Point localization data:
+++

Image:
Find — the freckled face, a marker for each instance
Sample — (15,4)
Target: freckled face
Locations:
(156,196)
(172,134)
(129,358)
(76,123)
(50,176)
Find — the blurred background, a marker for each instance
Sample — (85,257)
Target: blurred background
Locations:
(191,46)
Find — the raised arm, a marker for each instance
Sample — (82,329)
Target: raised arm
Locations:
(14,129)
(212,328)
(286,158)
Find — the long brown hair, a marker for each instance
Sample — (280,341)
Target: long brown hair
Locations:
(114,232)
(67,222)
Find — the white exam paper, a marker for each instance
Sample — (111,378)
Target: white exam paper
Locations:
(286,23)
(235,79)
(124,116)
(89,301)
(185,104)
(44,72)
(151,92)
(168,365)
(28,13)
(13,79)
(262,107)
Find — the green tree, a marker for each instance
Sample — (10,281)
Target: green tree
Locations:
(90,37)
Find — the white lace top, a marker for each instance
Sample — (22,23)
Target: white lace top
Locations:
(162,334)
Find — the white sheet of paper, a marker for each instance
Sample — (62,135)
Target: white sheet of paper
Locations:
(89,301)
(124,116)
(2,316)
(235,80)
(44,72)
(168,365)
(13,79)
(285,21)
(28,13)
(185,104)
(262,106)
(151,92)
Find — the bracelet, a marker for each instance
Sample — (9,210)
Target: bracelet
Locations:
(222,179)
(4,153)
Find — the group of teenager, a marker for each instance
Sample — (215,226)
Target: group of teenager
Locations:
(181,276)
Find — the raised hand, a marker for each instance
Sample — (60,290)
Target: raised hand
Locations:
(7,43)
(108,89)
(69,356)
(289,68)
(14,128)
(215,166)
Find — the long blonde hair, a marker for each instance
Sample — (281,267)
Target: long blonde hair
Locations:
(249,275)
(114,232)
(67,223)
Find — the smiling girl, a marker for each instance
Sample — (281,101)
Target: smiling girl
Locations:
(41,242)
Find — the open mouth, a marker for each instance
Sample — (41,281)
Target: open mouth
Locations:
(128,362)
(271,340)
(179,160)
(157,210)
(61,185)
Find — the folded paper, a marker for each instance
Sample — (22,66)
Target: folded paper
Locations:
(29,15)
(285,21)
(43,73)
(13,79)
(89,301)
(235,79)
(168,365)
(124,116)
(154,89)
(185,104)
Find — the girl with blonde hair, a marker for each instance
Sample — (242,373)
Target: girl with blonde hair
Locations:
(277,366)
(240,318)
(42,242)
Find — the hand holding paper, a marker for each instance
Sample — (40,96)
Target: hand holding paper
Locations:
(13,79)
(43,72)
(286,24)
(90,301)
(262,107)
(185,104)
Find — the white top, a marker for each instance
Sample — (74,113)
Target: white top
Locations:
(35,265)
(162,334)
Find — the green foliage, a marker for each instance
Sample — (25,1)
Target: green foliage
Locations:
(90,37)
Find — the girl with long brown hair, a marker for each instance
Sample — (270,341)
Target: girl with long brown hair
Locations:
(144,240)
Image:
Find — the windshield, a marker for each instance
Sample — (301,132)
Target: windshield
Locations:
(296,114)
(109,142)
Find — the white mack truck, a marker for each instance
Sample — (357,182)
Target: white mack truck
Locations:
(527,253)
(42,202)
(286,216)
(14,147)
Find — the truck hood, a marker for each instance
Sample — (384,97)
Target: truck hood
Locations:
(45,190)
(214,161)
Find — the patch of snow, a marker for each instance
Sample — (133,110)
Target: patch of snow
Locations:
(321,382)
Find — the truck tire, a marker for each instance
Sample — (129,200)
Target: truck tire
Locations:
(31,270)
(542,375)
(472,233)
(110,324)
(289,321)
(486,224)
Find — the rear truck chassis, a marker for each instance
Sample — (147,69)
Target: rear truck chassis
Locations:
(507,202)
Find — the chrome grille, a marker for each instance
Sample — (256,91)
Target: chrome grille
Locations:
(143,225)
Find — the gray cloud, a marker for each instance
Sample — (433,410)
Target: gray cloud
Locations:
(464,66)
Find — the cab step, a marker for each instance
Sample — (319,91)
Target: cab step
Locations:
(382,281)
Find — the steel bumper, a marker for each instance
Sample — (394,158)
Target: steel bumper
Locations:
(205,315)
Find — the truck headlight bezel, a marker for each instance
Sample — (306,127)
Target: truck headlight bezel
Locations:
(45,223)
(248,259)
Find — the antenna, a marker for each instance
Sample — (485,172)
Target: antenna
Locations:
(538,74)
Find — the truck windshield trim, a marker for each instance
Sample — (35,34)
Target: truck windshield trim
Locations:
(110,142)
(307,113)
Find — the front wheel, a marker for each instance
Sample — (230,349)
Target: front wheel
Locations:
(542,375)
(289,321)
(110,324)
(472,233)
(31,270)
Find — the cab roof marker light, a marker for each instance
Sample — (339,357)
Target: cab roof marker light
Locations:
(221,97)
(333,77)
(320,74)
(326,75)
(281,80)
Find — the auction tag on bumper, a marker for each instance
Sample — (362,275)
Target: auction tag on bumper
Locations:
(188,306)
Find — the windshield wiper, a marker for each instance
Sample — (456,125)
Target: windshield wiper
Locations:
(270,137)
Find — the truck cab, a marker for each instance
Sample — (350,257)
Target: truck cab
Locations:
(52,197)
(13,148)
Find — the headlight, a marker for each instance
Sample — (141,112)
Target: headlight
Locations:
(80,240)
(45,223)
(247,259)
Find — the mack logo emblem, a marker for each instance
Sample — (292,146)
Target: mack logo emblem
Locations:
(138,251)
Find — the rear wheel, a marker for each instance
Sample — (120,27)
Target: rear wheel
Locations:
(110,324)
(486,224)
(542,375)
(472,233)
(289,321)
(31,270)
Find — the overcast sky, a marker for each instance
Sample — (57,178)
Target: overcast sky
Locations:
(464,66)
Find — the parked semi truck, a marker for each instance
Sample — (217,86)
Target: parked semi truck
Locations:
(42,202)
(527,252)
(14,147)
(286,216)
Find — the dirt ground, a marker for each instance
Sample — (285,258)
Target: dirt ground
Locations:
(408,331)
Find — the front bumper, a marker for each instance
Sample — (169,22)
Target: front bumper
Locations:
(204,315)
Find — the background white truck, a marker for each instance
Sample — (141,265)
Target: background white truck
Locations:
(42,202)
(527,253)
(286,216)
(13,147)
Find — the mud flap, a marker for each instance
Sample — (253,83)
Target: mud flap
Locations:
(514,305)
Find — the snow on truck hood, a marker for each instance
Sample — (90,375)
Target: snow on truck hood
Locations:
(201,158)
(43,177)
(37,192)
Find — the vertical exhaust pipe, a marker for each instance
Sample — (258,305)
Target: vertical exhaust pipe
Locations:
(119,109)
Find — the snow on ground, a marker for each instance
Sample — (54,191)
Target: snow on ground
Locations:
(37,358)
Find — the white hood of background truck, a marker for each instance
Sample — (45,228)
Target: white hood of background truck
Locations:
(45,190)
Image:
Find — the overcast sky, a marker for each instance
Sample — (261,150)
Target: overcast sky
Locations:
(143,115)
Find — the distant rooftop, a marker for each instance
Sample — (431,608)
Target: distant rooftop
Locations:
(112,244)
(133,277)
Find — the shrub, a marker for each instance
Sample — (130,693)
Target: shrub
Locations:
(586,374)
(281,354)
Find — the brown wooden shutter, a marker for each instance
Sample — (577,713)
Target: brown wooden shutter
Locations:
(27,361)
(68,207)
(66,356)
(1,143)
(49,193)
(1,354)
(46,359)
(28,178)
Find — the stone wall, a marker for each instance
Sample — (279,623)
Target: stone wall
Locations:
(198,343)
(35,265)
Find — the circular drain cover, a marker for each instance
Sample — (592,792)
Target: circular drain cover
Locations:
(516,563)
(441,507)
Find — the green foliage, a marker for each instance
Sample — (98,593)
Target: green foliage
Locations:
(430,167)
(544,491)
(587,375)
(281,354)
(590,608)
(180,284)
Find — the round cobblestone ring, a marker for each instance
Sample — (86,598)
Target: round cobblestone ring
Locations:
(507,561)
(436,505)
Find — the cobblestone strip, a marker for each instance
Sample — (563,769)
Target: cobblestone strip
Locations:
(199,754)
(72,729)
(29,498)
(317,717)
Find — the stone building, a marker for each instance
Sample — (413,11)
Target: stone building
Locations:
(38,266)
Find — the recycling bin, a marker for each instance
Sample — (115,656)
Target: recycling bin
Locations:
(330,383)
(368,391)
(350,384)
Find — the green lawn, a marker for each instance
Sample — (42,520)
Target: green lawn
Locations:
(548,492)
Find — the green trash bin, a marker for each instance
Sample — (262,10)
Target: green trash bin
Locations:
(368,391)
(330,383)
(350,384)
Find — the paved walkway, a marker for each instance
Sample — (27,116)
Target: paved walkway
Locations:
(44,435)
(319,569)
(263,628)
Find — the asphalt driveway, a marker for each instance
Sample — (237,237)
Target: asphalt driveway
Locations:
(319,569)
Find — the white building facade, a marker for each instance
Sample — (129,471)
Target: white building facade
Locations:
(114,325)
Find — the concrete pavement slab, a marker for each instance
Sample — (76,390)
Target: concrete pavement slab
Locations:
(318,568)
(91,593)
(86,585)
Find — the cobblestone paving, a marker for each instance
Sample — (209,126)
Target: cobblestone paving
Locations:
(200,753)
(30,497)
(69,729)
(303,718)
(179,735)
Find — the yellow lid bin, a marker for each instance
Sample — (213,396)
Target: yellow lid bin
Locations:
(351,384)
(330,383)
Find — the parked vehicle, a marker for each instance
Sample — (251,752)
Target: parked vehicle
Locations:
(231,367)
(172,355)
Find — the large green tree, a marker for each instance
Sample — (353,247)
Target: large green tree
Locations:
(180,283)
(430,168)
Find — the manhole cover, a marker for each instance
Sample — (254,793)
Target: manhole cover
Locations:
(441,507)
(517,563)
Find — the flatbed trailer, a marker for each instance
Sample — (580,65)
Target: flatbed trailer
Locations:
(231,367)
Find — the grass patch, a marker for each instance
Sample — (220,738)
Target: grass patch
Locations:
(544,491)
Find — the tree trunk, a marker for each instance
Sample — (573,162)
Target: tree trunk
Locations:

+++

All that the answer may hold is the lines from the one with "Target: flatbed trailer" through the end of the data, set down exactly as they appear.

Target: flatbed trailer
Locations:
(231,367)
Find — the grass patch, a marker for each instance
Sample — (220,738)
Target: grass patch
Locations:
(544,491)
Find — the tree trunk, a marker for each instance
Sample — (573,162)
Target: tree trunk
Locations:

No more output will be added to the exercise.